[YOUR TASK] Only the number is wanted: how many lines of the data contain "below"?

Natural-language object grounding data
========================

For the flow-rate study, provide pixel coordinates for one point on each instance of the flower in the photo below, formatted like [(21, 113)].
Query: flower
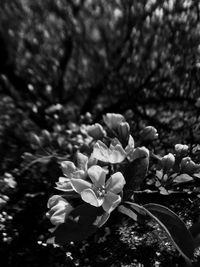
[(96, 131), (149, 133), (71, 171), (138, 152), (100, 192), (167, 162), (59, 209), (189, 166), (114, 154), (181, 149), (112, 120), (123, 130)]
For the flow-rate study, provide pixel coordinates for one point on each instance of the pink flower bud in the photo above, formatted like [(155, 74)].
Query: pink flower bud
[(181, 149), (112, 120), (96, 131), (123, 130), (149, 133), (167, 162)]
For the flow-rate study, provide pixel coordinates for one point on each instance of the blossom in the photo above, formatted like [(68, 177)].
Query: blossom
[(149, 133), (114, 154), (96, 131), (59, 209), (100, 192), (71, 171), (123, 130), (112, 120), (138, 152), (189, 166), (168, 162), (181, 149)]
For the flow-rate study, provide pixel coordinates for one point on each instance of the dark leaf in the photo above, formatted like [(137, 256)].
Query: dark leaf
[(174, 227)]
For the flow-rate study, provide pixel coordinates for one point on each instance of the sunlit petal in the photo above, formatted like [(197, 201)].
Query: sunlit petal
[(80, 174), (82, 161), (100, 151), (68, 168), (116, 154), (115, 183), (111, 201), (79, 185), (97, 175), (90, 197)]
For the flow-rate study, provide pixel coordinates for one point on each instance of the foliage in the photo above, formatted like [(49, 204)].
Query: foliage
[(60, 60)]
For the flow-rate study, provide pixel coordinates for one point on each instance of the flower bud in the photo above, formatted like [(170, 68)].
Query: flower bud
[(123, 130), (181, 149), (167, 162), (68, 168), (197, 104), (46, 134), (59, 209), (35, 139), (96, 131), (112, 120), (188, 166), (149, 133)]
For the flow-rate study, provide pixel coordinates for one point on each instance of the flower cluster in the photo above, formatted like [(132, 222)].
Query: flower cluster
[(96, 178)]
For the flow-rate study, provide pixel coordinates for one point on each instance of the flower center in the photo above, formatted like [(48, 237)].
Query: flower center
[(100, 191)]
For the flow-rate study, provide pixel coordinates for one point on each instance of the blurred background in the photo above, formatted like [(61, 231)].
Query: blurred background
[(67, 62)]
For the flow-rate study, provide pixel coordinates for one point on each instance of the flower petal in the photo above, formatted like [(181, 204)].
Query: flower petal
[(112, 120), (82, 161), (79, 185), (115, 183), (58, 213), (116, 154), (80, 174), (64, 184), (100, 151), (111, 201), (90, 197), (68, 168), (97, 175)]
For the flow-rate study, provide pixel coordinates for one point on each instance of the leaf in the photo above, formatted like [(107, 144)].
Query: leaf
[(81, 223), (195, 232), (183, 178), (174, 227), (131, 211), (136, 172)]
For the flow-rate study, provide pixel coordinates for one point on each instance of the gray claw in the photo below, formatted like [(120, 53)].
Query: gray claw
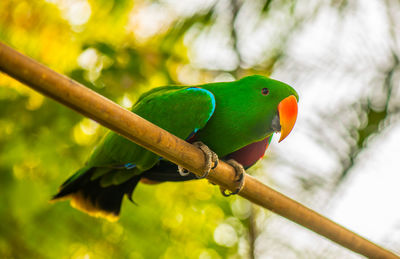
[(211, 160), (239, 171)]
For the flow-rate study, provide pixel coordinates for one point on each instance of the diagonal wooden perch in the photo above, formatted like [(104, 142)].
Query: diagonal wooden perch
[(150, 136)]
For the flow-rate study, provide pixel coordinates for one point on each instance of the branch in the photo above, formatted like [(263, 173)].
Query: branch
[(178, 151)]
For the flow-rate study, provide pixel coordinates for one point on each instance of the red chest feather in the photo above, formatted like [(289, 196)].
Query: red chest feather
[(250, 154)]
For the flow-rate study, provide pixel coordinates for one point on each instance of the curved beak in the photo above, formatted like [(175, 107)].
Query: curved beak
[(287, 110)]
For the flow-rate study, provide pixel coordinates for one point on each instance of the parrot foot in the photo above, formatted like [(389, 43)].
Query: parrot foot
[(239, 173), (211, 160)]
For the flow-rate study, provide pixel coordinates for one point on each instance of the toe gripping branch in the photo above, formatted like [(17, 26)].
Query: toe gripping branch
[(239, 173), (211, 160), (211, 163)]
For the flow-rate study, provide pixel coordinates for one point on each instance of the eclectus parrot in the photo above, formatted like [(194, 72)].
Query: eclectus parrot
[(236, 120)]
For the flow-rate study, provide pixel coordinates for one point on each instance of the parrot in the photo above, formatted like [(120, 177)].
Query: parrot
[(235, 120)]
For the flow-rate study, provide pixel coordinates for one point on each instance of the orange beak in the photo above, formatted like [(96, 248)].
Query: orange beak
[(287, 109)]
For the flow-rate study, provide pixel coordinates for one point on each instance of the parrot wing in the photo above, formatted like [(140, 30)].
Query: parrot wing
[(116, 165)]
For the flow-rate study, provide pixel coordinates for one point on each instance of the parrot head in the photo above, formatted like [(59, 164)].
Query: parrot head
[(272, 101)]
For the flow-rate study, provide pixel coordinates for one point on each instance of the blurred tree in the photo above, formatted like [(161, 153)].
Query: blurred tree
[(344, 64)]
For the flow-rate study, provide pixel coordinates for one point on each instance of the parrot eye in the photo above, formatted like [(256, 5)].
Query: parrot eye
[(265, 91)]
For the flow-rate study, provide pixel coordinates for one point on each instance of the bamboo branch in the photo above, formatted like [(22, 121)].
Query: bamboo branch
[(150, 136)]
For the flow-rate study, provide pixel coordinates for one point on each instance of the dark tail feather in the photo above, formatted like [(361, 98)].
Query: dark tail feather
[(89, 196)]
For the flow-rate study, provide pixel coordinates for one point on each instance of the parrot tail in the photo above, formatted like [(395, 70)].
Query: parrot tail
[(89, 196)]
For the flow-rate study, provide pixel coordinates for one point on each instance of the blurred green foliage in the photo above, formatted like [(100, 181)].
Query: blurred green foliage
[(43, 142)]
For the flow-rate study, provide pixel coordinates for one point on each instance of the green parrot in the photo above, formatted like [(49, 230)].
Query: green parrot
[(236, 120)]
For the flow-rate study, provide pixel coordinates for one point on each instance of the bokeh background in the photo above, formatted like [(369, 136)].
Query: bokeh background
[(342, 159)]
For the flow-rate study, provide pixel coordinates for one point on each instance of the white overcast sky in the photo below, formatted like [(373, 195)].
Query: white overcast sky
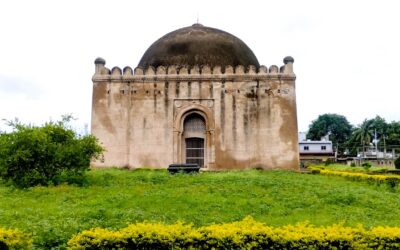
[(347, 53)]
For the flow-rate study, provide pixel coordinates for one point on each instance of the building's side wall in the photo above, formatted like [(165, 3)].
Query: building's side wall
[(254, 116)]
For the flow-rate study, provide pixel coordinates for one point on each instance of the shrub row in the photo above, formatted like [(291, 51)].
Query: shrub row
[(14, 239), (392, 180), (245, 234)]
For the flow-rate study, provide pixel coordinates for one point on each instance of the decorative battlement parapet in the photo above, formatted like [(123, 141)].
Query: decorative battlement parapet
[(204, 73)]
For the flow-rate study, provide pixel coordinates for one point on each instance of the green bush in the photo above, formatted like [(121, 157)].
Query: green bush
[(397, 163), (366, 166), (50, 154), (14, 239)]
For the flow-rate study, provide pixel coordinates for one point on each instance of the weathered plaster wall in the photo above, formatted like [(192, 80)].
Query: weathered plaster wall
[(253, 115)]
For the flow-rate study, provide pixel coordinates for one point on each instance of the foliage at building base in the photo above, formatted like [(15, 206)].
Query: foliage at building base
[(50, 154)]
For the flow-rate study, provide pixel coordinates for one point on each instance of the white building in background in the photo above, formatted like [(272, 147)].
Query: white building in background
[(315, 152)]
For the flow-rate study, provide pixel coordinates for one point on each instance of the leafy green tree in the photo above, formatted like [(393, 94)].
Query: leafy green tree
[(337, 126), (392, 136), (50, 154)]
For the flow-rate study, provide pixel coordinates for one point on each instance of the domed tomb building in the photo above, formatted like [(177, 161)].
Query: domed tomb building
[(198, 95)]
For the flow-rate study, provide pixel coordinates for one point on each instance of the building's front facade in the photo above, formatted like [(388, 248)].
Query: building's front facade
[(315, 152), (199, 96)]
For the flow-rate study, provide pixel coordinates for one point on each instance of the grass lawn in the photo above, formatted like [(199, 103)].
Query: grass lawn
[(113, 198)]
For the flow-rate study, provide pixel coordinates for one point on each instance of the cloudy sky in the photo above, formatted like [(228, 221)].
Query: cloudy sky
[(347, 53)]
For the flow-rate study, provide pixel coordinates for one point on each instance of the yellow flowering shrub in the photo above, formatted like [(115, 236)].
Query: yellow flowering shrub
[(245, 234), (14, 239), (392, 180)]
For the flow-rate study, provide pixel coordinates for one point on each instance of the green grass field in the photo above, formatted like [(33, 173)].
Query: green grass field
[(113, 198)]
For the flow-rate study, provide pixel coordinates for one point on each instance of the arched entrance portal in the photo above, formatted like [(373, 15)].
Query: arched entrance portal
[(194, 135), (193, 139)]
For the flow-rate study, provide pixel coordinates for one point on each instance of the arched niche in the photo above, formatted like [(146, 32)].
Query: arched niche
[(194, 114)]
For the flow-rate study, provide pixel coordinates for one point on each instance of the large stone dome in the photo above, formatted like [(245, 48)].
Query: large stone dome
[(198, 45)]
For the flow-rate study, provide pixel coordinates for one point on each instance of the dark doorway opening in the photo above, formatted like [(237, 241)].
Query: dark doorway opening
[(195, 151)]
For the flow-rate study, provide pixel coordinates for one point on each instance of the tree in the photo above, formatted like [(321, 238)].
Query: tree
[(334, 125), (32, 155)]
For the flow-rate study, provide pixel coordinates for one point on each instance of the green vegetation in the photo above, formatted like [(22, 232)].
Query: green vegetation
[(350, 140), (114, 198), (245, 234), (397, 163), (50, 154)]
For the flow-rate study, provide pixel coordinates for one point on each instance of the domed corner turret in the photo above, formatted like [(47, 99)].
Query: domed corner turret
[(288, 67), (288, 59), (99, 62), (198, 45)]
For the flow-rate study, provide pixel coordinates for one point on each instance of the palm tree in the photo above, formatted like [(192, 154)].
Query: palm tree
[(362, 135)]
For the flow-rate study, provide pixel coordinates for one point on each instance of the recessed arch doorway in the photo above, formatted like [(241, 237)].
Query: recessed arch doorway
[(194, 136), (193, 140)]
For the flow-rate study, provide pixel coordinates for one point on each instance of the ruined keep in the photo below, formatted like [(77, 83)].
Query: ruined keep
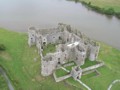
[(71, 45)]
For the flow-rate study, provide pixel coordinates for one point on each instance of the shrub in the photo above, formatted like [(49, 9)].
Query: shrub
[(110, 11), (2, 47)]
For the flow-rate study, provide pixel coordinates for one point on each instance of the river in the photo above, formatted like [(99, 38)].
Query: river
[(18, 15)]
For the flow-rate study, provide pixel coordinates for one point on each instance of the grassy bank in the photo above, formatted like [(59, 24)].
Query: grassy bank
[(24, 71), (20, 65), (3, 84), (108, 7)]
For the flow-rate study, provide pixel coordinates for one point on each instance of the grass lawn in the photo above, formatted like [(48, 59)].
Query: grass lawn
[(116, 86), (60, 72), (19, 64), (3, 84), (24, 72), (88, 63), (115, 4)]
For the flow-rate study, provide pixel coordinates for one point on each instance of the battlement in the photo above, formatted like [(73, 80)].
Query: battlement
[(71, 45)]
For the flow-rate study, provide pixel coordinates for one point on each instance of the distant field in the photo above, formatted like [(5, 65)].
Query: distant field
[(115, 4), (24, 70)]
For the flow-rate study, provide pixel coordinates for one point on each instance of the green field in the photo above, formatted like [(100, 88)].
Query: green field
[(3, 84), (24, 71)]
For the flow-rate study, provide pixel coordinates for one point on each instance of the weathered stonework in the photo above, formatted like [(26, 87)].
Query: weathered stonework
[(71, 45)]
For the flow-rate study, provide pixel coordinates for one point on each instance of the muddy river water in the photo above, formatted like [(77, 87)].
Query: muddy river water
[(18, 15)]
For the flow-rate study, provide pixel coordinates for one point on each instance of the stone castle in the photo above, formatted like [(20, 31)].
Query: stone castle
[(71, 46)]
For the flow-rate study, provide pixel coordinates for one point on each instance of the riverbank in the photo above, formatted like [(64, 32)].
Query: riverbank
[(9, 84), (108, 7), (22, 65)]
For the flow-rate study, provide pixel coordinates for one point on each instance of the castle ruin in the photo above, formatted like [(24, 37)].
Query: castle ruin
[(71, 45)]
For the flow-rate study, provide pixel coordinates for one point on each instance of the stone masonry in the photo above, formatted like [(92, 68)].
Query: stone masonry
[(72, 45)]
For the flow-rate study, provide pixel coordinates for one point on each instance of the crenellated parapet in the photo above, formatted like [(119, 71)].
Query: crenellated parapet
[(71, 45)]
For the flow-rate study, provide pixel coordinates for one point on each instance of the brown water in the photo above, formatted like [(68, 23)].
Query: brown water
[(18, 15)]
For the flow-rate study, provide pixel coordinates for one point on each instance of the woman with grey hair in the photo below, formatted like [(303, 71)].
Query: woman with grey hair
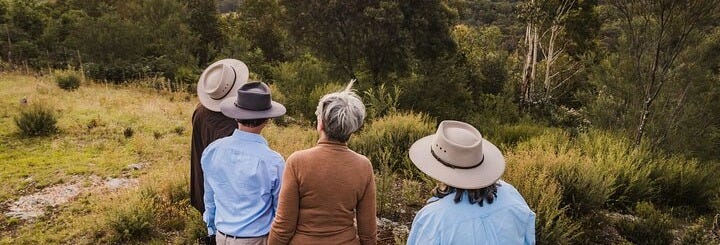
[(326, 188)]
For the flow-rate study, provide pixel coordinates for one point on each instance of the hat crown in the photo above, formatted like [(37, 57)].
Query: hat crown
[(254, 96), (219, 81), (458, 144)]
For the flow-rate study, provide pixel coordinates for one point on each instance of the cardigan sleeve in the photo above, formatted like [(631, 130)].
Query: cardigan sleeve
[(283, 227), (366, 212)]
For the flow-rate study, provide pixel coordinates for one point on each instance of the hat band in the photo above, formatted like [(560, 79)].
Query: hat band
[(231, 85), (455, 166)]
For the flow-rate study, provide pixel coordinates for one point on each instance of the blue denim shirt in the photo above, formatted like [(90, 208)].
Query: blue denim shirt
[(508, 220), (242, 182)]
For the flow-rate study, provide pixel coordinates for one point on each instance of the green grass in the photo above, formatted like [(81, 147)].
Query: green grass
[(566, 180)]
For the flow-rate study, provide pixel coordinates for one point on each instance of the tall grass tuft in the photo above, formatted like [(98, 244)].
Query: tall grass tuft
[(586, 187), (392, 135), (687, 182), (134, 222), (36, 120), (68, 80), (544, 195), (649, 227)]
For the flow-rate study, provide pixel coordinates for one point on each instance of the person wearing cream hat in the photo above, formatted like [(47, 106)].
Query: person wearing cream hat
[(218, 81), (471, 205)]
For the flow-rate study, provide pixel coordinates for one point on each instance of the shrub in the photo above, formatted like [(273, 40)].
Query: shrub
[(179, 130), (37, 120), (631, 167), (134, 222), (682, 181), (544, 195), (381, 101), (586, 187), (392, 135), (128, 132), (650, 227), (68, 80), (297, 79)]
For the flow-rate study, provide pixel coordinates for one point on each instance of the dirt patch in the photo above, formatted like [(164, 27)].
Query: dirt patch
[(30, 207)]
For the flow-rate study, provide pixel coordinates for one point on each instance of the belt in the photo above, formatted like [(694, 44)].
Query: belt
[(240, 237)]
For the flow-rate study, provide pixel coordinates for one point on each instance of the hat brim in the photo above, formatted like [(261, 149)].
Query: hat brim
[(486, 174), (228, 108), (242, 76)]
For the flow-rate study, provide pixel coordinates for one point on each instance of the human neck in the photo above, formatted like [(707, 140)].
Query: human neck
[(255, 130)]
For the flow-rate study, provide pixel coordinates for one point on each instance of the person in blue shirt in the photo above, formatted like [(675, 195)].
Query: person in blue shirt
[(242, 174), (471, 205)]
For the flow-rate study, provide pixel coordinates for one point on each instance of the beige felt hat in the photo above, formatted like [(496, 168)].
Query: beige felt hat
[(458, 156), (220, 80)]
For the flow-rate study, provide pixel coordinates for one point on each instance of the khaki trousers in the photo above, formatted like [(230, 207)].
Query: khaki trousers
[(221, 239)]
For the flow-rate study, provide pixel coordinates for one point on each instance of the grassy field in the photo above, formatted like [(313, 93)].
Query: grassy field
[(91, 145), (592, 188)]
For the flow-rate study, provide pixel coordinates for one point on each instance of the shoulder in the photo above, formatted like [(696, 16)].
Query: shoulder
[(511, 197)]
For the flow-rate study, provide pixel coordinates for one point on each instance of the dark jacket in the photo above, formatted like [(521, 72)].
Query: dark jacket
[(208, 126)]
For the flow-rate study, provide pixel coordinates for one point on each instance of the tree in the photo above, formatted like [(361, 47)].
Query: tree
[(382, 36), (658, 32), (557, 34), (204, 22)]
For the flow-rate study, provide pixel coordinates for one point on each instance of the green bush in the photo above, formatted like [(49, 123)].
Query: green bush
[(68, 80), (134, 222), (392, 135), (686, 182), (614, 155), (586, 187), (381, 100), (649, 227), (544, 195), (299, 78), (37, 120)]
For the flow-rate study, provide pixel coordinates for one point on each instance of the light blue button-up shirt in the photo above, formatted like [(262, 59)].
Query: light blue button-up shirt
[(242, 181), (508, 220)]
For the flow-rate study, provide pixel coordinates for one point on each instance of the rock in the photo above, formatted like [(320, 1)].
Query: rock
[(117, 183), (136, 166), (34, 205)]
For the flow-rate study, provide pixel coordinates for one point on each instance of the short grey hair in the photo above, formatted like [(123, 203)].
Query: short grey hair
[(342, 113)]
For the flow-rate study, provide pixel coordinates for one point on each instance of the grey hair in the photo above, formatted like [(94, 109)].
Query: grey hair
[(342, 113)]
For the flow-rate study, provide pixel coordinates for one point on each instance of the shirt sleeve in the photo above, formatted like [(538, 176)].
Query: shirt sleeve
[(366, 213), (530, 231), (283, 227), (278, 184), (209, 196)]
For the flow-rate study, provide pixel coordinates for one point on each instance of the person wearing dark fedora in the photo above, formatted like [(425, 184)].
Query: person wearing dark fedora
[(471, 205), (242, 174), (216, 83)]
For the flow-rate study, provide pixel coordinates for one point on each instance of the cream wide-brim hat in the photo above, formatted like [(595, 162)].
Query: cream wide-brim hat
[(458, 156), (221, 80)]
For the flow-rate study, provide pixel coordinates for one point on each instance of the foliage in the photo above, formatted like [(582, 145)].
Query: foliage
[(649, 227), (36, 120), (544, 196), (135, 222), (683, 181), (67, 80), (380, 36), (386, 140), (301, 78)]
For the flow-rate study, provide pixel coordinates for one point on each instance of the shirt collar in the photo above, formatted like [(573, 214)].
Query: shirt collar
[(331, 143), (242, 135)]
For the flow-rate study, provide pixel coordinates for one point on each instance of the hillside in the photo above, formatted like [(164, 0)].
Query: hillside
[(117, 172)]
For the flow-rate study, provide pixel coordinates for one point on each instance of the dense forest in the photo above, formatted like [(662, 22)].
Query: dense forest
[(647, 69), (638, 79)]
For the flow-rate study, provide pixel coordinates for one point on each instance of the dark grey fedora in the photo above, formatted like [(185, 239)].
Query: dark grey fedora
[(253, 101)]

========================

[WRITTEN SOLUTION] 5